## Given passage
— START —

Both governments note that operationally, the formulation of the guidelines to support Article 8 has given rise to confusion among both refugee claimants and border officials regarding the dispute resolution mechanism. This ambiguity has resulted in a few instances where claimants found ineligible to make a claim in Canada have approached U.S. DHS officials with a request to initiate a reconsideration process in Canada on their behalf, or vice versa. This is not the intent, nor the desired function, of the dispute resolution mechanism between the Parties, as neither side is mandated nor equipped to assess the validity or the legitimacy of the eligibility determination made by the other government on a case-by-case basis.

Partners in both Canada and the U.S. have raised concerns with respect to this mechanism and have recommended that clarifications be provided to address this issue.

The UNHCR recommends that CIC/CBSA enhance the guidelines in the manual for reconsideration of cases determined to be ineligible.

The Government of Canada will revise the manual chapters to clarify these issues. As stated, the dispute resolution mechanism is not an appeal process for claimants. Regarding reconsideration of cases determined to be ineligible, the formal recourse for individual claimants is to file a request for leave to seek judicial review with the Federal Court of Canada. The government does not consider it necessary to institute an additional formal review process.

ii. Ongoing UNHCR Monitoring

Monitoring of the Agreement will no longer be considered a “special project” but will be mainstreamed into the UNHCR’s regular supervisory responsibilities pursuant to Article 35 of the Convention and paragraph 8 of the UNHCR Statute.

— END —

## Dataset records
— START —

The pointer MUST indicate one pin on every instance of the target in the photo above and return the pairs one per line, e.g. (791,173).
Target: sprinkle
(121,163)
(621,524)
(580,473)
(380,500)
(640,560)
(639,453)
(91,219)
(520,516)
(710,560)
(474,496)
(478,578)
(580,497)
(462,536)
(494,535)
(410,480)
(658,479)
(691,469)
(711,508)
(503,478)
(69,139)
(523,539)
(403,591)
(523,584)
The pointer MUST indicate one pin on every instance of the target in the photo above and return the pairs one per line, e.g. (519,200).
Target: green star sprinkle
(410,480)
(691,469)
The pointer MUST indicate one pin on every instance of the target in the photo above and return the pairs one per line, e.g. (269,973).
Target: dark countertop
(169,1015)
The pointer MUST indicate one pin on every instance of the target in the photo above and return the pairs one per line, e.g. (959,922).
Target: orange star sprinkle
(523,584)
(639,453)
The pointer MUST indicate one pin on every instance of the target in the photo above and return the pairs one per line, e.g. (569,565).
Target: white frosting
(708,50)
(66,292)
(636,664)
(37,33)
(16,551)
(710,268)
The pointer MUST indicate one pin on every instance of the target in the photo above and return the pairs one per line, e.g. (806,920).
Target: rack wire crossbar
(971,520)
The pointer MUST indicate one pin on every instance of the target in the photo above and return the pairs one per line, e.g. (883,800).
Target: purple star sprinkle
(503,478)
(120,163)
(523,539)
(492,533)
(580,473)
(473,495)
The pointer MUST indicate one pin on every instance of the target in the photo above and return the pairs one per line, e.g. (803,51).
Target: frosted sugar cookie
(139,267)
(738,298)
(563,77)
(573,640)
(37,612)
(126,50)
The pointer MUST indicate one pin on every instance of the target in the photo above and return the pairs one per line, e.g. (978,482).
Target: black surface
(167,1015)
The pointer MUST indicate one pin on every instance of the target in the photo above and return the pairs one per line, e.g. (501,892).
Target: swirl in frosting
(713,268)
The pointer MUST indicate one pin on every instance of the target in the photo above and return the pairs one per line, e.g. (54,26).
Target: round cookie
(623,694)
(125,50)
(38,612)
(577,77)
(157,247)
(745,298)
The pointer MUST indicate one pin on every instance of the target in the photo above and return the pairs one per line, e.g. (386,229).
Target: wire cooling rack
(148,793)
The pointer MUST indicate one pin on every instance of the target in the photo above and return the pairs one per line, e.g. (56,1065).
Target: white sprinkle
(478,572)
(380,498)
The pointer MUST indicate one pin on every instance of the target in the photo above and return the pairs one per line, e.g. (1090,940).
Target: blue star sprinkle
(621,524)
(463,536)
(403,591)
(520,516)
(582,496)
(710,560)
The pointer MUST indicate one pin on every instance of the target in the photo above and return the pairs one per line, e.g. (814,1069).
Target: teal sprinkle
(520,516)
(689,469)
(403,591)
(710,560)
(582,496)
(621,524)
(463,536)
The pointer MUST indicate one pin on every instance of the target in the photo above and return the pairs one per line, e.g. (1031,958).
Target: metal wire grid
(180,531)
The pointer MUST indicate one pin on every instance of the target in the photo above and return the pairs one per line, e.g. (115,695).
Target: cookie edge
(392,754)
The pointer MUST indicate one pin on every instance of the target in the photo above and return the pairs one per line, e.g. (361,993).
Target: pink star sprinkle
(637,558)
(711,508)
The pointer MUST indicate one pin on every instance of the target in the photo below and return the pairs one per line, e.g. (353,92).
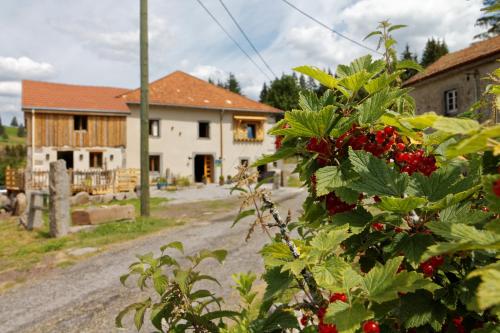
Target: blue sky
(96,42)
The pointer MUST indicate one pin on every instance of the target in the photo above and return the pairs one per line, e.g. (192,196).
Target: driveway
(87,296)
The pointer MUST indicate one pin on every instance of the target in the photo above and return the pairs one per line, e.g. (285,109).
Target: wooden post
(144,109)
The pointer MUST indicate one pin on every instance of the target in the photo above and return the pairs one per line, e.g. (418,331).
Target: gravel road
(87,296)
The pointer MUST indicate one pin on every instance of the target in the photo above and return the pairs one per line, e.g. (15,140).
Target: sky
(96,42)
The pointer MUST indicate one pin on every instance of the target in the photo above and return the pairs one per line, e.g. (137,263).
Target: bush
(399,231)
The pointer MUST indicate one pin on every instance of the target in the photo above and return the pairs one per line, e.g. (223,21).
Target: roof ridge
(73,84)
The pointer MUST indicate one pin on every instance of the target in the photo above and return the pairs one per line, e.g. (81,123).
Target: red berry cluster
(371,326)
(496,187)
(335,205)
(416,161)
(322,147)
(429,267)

— END —
— START —

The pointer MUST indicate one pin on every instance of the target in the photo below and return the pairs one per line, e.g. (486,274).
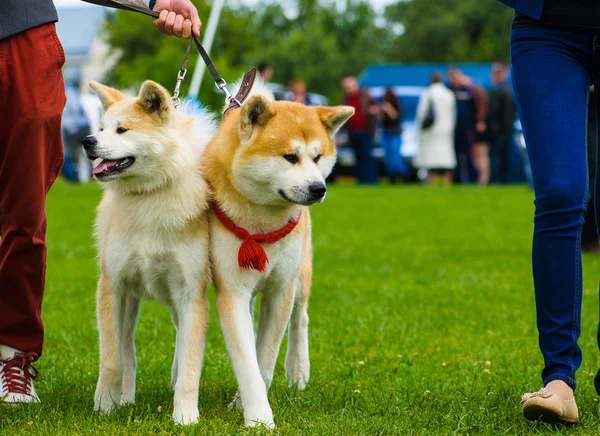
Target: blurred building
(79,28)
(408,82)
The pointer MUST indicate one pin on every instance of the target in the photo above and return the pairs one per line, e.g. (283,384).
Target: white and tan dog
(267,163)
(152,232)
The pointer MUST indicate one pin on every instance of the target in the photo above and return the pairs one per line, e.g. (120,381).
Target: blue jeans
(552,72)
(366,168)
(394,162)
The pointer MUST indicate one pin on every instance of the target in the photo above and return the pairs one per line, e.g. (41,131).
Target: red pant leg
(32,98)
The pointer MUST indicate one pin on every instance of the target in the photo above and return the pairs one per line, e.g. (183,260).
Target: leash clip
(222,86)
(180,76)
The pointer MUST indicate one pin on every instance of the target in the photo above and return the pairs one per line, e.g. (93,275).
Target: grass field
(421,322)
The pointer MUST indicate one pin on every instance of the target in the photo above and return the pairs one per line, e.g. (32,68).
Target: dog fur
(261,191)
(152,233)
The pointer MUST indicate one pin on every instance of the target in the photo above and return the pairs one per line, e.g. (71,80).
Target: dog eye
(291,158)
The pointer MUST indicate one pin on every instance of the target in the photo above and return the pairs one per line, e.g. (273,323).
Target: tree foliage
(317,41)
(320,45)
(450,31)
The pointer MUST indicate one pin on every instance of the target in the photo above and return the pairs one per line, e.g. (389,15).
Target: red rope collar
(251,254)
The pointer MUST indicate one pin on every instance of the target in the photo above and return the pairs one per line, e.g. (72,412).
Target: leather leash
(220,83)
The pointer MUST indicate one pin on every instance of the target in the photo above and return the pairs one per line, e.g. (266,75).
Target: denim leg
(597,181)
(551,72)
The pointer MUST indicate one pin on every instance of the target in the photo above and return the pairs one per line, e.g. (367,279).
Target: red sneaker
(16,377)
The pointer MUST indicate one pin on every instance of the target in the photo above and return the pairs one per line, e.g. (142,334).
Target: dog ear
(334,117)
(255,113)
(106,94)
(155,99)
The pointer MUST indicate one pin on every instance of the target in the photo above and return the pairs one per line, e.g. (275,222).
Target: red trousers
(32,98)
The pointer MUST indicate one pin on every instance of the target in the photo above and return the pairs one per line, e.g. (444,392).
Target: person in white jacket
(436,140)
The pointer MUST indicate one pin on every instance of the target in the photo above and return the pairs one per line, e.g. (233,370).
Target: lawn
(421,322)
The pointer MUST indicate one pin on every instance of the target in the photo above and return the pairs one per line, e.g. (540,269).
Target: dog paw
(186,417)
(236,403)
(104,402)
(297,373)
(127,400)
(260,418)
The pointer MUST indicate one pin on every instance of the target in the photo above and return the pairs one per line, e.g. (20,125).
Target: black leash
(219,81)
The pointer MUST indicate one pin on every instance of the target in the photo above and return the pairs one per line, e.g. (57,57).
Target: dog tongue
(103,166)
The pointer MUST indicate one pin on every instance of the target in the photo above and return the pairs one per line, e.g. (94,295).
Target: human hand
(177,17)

— END —
— START —

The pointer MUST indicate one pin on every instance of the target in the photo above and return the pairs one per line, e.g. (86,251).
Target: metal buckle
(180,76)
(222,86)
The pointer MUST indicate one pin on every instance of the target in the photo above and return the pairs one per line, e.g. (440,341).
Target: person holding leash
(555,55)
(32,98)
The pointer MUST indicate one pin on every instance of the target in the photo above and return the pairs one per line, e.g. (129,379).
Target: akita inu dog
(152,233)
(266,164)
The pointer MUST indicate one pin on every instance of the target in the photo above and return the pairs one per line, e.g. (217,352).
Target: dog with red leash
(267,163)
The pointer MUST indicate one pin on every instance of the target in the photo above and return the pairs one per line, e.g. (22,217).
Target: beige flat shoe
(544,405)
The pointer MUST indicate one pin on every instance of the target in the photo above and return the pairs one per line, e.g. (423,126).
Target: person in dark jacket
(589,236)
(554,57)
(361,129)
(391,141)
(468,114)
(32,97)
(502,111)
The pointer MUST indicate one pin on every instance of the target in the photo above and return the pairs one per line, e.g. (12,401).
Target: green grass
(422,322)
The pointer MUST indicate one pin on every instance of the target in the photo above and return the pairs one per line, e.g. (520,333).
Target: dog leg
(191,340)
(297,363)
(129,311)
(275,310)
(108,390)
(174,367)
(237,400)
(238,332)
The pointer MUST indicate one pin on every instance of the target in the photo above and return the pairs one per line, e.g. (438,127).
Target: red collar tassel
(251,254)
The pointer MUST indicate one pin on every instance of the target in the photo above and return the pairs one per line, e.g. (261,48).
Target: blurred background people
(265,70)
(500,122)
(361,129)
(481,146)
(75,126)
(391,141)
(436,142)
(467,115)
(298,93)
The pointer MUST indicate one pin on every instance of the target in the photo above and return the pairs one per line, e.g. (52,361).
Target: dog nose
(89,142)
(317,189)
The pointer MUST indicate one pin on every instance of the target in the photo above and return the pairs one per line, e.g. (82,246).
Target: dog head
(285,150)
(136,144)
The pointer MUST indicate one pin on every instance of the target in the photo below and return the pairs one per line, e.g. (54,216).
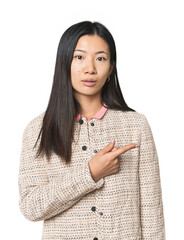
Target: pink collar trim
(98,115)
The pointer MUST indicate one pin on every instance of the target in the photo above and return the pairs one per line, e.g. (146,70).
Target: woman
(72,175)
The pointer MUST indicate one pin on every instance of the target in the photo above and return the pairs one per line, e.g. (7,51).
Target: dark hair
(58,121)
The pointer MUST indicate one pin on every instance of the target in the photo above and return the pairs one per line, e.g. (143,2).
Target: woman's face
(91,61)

— END —

Transcribe the portion of the excerpt on the dispute resolution mechanism that opens with the words containing "ii. Ongoing UNHCR" and closes with "the UNHCR Statute.". The items are separate material and are unrelated to the excerpt on the dispute resolution mechanism.

ii. Ongoing UNHCR Monitoring

Monitoring of the Agreement will no longer be considered a “special project” but will be mainstreamed into the UNHCR’s regular supervisory responsibilities pursuant to Article 35 of the Convention and paragraph 8 of the UNHCR Statute.